» DIRECTIONS: Only the lines from the one containing "Can you find the brown brick" through the last line below should be written out, exactly and with both ends kept.

+ + + + +

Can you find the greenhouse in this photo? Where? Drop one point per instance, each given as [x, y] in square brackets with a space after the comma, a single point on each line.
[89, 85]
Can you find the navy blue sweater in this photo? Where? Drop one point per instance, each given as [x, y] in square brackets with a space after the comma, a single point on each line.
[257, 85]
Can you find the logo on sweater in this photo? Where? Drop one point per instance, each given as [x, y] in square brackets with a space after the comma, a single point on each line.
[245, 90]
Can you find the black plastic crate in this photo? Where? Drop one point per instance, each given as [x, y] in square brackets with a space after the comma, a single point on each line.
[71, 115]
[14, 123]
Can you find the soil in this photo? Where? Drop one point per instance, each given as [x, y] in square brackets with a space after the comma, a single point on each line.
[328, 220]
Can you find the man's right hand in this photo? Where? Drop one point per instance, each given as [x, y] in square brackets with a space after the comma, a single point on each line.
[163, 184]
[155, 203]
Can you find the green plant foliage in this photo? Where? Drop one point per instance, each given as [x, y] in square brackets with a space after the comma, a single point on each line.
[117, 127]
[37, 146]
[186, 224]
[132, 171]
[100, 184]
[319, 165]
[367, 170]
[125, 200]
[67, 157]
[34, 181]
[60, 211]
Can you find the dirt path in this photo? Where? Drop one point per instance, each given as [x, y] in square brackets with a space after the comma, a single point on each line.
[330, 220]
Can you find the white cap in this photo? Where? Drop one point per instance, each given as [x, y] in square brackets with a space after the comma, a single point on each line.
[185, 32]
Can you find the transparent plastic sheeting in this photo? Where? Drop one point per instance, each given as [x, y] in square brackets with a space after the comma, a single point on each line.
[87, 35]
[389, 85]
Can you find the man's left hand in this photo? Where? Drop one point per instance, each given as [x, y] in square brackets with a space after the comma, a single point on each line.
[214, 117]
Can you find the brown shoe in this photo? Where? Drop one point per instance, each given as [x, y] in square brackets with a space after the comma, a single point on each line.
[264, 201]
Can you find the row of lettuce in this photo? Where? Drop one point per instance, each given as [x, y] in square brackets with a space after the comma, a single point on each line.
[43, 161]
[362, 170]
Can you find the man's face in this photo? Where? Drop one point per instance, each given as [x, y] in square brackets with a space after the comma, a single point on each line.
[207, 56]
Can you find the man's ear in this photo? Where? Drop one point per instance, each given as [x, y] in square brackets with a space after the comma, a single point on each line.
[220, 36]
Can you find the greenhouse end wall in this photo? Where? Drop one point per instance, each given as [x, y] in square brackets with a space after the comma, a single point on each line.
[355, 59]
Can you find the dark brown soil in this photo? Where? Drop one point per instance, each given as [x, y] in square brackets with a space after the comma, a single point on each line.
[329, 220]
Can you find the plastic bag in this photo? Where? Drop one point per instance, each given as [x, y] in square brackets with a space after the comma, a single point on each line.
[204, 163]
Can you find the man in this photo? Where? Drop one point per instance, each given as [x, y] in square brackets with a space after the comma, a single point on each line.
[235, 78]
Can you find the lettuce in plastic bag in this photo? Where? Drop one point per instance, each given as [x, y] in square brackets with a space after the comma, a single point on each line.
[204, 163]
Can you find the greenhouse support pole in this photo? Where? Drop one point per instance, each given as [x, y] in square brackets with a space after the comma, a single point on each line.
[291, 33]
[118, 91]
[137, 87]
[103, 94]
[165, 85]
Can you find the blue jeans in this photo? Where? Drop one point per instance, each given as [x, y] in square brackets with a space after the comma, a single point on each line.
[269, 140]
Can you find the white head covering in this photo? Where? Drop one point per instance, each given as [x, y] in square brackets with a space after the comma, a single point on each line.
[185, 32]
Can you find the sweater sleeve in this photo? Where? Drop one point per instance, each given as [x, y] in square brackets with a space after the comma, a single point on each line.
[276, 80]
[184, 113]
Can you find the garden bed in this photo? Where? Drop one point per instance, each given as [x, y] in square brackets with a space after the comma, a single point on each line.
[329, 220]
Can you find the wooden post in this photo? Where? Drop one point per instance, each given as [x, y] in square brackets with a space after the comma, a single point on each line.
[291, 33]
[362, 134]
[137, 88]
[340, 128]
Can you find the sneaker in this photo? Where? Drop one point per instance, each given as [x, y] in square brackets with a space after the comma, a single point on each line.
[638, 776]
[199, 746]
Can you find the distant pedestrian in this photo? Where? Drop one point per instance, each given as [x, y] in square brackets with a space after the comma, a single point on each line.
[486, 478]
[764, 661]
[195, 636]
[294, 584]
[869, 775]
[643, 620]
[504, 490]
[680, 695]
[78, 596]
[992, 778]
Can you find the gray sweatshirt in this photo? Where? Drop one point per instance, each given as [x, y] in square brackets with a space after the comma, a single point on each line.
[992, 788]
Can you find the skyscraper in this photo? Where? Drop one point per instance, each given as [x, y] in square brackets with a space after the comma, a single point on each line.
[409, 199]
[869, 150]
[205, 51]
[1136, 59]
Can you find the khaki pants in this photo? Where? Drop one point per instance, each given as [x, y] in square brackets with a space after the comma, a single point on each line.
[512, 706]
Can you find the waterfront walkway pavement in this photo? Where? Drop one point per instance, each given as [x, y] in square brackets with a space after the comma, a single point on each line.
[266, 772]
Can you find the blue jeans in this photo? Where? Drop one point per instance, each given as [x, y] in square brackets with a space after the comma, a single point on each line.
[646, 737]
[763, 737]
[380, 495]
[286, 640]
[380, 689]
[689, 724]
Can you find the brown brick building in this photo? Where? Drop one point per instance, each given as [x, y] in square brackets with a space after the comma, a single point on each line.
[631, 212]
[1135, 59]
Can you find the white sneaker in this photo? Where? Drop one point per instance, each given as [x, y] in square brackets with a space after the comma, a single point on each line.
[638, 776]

+ + + + +

» TASK OUTPUT:
Can you find the brown brick building in this photo? Where? Drop one point per instance, each given as [x, y] in square brackets with a space after the comma, a single point on each line.
[631, 212]
[1135, 59]
Can you find the white sneaker in this photo? Where? Drop one point per instance, each given as [x, y] in square brackets with a space after the comma, a single point on each line.
[638, 776]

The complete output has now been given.